» **Instruction**:
Make an exact copy of the lines below.

[Exercise materials start]

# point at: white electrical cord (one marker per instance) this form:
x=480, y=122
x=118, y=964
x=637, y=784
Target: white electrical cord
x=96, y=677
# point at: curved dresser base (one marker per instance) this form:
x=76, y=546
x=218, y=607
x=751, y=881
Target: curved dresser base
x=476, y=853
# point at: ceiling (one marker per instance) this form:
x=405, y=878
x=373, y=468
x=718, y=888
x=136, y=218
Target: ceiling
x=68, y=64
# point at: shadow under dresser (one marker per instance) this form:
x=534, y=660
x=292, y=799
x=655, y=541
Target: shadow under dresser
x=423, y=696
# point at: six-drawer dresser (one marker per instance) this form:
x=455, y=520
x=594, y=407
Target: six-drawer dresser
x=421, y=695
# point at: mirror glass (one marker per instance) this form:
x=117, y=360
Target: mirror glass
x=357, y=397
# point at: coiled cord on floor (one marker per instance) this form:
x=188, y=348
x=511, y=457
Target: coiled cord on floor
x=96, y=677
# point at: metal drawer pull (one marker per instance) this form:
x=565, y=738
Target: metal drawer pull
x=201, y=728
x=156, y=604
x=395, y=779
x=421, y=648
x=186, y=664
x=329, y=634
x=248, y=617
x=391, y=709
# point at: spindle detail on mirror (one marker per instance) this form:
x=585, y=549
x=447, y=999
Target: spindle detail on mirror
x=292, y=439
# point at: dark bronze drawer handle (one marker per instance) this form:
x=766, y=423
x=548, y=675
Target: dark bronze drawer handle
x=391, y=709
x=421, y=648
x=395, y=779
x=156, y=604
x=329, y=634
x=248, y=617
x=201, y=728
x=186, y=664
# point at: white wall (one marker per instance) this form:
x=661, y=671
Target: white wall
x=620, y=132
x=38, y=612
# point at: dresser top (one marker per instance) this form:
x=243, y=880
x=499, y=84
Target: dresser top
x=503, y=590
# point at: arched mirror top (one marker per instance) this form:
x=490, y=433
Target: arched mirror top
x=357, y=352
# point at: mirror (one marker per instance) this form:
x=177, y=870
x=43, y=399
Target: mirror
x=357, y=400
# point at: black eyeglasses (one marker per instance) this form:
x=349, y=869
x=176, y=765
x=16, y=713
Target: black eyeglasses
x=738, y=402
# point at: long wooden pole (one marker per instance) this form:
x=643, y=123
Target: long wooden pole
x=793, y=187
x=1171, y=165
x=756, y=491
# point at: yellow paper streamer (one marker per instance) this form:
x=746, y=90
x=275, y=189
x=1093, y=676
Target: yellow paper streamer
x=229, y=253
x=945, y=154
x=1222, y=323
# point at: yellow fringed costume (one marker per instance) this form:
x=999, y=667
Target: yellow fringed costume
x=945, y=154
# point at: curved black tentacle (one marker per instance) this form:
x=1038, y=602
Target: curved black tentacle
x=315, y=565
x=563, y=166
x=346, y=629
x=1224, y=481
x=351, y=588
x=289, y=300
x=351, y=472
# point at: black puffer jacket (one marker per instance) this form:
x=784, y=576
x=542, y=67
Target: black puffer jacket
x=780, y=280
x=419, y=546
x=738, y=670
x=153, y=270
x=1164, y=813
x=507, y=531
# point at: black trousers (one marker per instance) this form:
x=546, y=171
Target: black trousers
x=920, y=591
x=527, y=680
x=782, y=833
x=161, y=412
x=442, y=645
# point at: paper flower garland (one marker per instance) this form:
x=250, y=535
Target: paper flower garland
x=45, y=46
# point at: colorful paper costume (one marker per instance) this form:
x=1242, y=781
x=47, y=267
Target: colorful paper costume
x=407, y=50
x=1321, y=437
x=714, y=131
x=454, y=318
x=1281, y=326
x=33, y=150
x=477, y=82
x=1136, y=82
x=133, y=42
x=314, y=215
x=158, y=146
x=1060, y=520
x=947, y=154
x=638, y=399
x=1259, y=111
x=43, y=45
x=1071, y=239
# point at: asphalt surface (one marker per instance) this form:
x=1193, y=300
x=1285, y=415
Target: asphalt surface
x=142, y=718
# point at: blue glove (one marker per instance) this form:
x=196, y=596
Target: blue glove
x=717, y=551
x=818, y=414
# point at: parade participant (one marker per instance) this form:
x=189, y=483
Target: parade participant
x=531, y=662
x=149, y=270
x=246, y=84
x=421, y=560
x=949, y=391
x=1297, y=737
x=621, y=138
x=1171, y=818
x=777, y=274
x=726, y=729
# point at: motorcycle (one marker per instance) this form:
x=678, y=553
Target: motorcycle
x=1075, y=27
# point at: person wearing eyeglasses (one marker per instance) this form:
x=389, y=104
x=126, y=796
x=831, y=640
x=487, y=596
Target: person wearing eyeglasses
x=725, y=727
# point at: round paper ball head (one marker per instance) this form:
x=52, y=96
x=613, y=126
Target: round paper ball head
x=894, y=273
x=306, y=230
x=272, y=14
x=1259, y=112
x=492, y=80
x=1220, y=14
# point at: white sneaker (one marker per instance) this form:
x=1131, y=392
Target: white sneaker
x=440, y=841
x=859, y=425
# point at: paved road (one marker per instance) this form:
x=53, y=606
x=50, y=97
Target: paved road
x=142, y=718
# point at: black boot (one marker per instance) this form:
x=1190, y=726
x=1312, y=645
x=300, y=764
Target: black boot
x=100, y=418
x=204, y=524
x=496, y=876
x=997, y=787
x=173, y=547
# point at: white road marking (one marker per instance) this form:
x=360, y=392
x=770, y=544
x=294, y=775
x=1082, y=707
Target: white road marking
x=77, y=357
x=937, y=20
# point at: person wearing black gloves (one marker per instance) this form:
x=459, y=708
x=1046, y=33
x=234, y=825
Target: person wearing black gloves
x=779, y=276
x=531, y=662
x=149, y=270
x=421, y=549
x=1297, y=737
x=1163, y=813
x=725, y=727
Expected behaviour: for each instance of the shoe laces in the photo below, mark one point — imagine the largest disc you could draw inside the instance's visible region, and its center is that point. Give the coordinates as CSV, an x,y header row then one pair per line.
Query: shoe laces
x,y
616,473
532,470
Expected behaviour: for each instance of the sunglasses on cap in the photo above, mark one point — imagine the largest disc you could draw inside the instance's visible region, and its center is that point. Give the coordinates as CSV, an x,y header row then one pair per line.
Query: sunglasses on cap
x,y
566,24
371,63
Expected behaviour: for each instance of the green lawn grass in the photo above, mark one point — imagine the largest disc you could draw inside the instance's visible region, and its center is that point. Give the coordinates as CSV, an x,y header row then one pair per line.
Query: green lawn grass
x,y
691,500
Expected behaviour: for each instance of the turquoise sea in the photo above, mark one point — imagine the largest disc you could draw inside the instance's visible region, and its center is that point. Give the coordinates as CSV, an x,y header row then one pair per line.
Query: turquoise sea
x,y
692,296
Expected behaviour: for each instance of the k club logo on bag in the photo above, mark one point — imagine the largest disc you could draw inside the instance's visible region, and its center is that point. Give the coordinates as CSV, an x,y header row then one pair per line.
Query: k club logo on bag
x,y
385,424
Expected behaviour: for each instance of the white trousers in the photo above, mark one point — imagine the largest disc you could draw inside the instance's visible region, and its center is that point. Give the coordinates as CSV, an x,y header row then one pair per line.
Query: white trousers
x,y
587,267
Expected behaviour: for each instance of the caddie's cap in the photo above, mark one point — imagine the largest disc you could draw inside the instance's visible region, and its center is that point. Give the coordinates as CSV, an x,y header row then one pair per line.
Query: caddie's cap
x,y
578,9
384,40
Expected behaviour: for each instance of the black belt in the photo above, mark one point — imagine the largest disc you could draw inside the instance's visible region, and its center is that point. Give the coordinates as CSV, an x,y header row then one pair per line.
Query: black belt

[Exercise materials end]

» **Answer for this exercise**:
# point at: white electrical cord (one marker per instance) this form:
x=480, y=122
x=118, y=964
x=637, y=784
Target: white electrical cord
x=96, y=677
# point at: curved dresser base (one marker per instance) this form:
x=76, y=546
x=218, y=607
x=751, y=881
Target: curved dresser base
x=476, y=853
# point at: ceiling (one marker per instance) this form:
x=405, y=878
x=373, y=468
x=718, y=888
x=136, y=218
Target: ceiling
x=68, y=64
# point at: shadow under dresser (one marker per instance) this form:
x=534, y=660
x=292, y=799
x=655, y=541
Target: shadow under dresser
x=423, y=696
# point at: six-drawer dresser (one marker per instance) this form:
x=455, y=520
x=594, y=407
Target: six-drawer dresser
x=421, y=695
# point at: mirror glass (one marker per instance) this form:
x=117, y=360
Target: mirror glass
x=357, y=397
# point at: coiled cord on floor (one marker per instance) this form:
x=188, y=348
x=511, y=457
Target: coiled cord on floor
x=96, y=677
# point at: metal drawer pull (one marker per instance) this form:
x=565, y=738
Target: metal drawer pull
x=201, y=728
x=156, y=604
x=395, y=779
x=421, y=648
x=186, y=664
x=329, y=634
x=248, y=617
x=391, y=709
# point at: spindle detail on mirror (one marker per instance) this form:
x=585, y=549
x=447, y=999
Target: spindle detail on mirror
x=292, y=439
# point at: dark bronze drawer handle (one marker per instance) this form:
x=766, y=423
x=548, y=675
Target: dark bronze drawer handle
x=391, y=709
x=421, y=648
x=395, y=779
x=156, y=604
x=329, y=634
x=248, y=617
x=201, y=728
x=186, y=664
# point at: white wall (one marker per instance) this form:
x=661, y=671
Target: white wall
x=620, y=132
x=38, y=612
# point at: dresser top (one marker per instance) this form:
x=243, y=880
x=499, y=84
Target: dresser top
x=503, y=590
# point at: arched mirror top (one marker per instance) this form:
x=490, y=433
Target: arched mirror top
x=357, y=352
# point at: mirror (one marker per instance) this form:
x=177, y=870
x=43, y=399
Target: mirror
x=357, y=400
# point at: black eyeglasses (one marker per instance) this form:
x=349, y=869
x=176, y=765
x=16, y=713
Target: black eyeglasses
x=738, y=402
# point at: long wooden pole (one marker per instance) this form:
x=643, y=123
Target: long wooden pole
x=793, y=187
x=1171, y=165
x=756, y=491
# point at: yellow paper streamer (one marker per instance) this form:
x=746, y=90
x=275, y=189
x=1093, y=676
Target: yellow paper streamer
x=229, y=253
x=945, y=154
x=1222, y=323
# point at: yellow fringed costume (one marker per instance) this form:
x=999, y=667
Target: yellow fringed costume
x=945, y=154
# point at: curved black tentacle (one marker per instance) this form:
x=1038, y=602
Target: curved black tentacle
x=315, y=565
x=563, y=166
x=346, y=629
x=1224, y=481
x=351, y=588
x=289, y=300
x=351, y=472
# point at: black puffer jacket (one marker per instance) this form:
x=784, y=576
x=542, y=67
Target: black puffer jacket
x=780, y=280
x=419, y=546
x=738, y=670
x=153, y=270
x=1164, y=813
x=507, y=531
# point at: black trousers (one marker per instance) this form:
x=546, y=171
Target: black trousers
x=920, y=591
x=527, y=680
x=782, y=833
x=161, y=412
x=442, y=645
# point at: paper flower garland (one marker per instance) this form:
x=250, y=535
Target: paper flower garland
x=45, y=46
# point at: colorful paper costume (one marker per instance) this form:
x=1242, y=781
x=47, y=267
Target: colorful paper costume
x=407, y=50
x=1321, y=437
x=714, y=131
x=454, y=318
x=1281, y=326
x=33, y=150
x=477, y=82
x=1136, y=82
x=133, y=42
x=314, y=215
x=158, y=146
x=1060, y=520
x=947, y=154
x=638, y=399
x=1259, y=111
x=43, y=45
x=1071, y=239
# point at: asphalt surface (one marker per instance) this form:
x=1193, y=300
x=1285, y=415
Target: asphalt surface
x=142, y=718
# point at: blue glove (one marker per instance) this form:
x=196, y=596
Target: blue glove
x=717, y=551
x=818, y=414
# point at: parade participant (one marker per instance) this form:
x=189, y=483
Target: parade participant
x=531, y=662
x=149, y=270
x=246, y=84
x=421, y=560
x=949, y=391
x=1297, y=737
x=621, y=138
x=1171, y=818
x=777, y=274
x=726, y=729
# point at: motorcycle (one marker per instance) this form:
x=678, y=553
Target: motorcycle
x=1075, y=27
# point at: person wearing eyeglasses (one marker per instance) this form:
x=389, y=104
x=126, y=796
x=831, y=640
x=487, y=596
Target: person wearing eyeglasses
x=725, y=727
# point at: round paper ball head (one marker per instance) this form:
x=52, y=96
x=613, y=126
Target: round paper ball head
x=894, y=273
x=306, y=230
x=272, y=14
x=1259, y=112
x=492, y=80
x=1220, y=14
# point at: white sneaker (one marker per instance) this form:
x=1131, y=392
Target: white sneaker
x=440, y=841
x=859, y=425
# point at: paved road (one marker per instance) this form:
x=53, y=606
x=50, y=97
Target: paved road
x=142, y=718
# point at: black boot (one marker per instance) this form:
x=1190, y=726
x=1312, y=645
x=300, y=764
Target: black boot
x=100, y=418
x=204, y=524
x=496, y=876
x=997, y=787
x=173, y=547
# point at: white road marking (one marker per instance) this form:
x=360, y=392
x=770, y=544
x=294, y=775
x=1082, y=707
Target: white road marking
x=77, y=357
x=937, y=20
# point at: person wearing black gloves (one marker per instance) this form:
x=459, y=708
x=1046, y=33
x=234, y=825
Target: person wearing black gloves
x=779, y=276
x=531, y=662
x=149, y=270
x=421, y=549
x=1297, y=737
x=1163, y=813
x=725, y=727
Expected behaviour: for each instance of the shoe laces in the photo below, mark one point — imagine the largest disc you could draw inside the instance's visible region, and its center is that point. Give the coordinates as CSV, an x,y header row then one pair per line.
Query: shoe laces
x,y
616,473
532,470
Expected behaviour: for each instance of the sunglasses on cap in the photo above, mark one point — imagine the largest disc you could draw inside the instance's visible region, and its center is that point. Give the coordinates as CSV, an x,y header row then one pair per line.
Query: sunglasses on cap
x,y
566,24
371,63
Expected behaviour: for each instance of the green lawn grass in the photo above, mark one point — imagine the largest disc you could draw inside the instance's visible region, and its center is that point. Give the coordinates as CSV, an x,y header row then one pair per line.
Query: green lawn grass
x,y
691,500
Expected behaviour: for each instance of the turquoise sea in the photo above, mark one point — imagine the largest disc you could draw inside the instance's visible region, and its center is that point. Give the coordinates as CSV, an x,y header row then one pair per line.
Query: turquoise sea
x,y
692,296
Expected behaviour: for each instance of the k club logo on bag in the photo above, mark one point — imagine the largest disc you could draw inside the instance's visible region, and its center is that point. Give the coordinates as CSV, an x,y header row then one pair per line.
Query: k club logo on bag
x,y
385,424
Expected behaviour: for each instance of the white trousers in the photo above, mark one point — imagine the largest disc you could draw inside the instance's visible region, and its center is that point. Give the coordinates as CSV, an x,y header row then one pair per line.
Query: white trousers
x,y
587,267
Expected behaviour: for each instance of the caddie's cap in the photo above, mark one point — imagine the largest disc you could draw inside the instance's visible region, and its center is that point. Give the coordinates as CSV, an x,y header row then one pair per line.
Query: caddie's cap
x,y
578,9
384,40
Expected behaviour: for each instance of the black belt in the photo above, mark one point — imagine the largest disc you could draw inside the instance's visible region, and its center is that point. Give the coordinates as CSV, an x,y header row then one pair per line.
Query: black belt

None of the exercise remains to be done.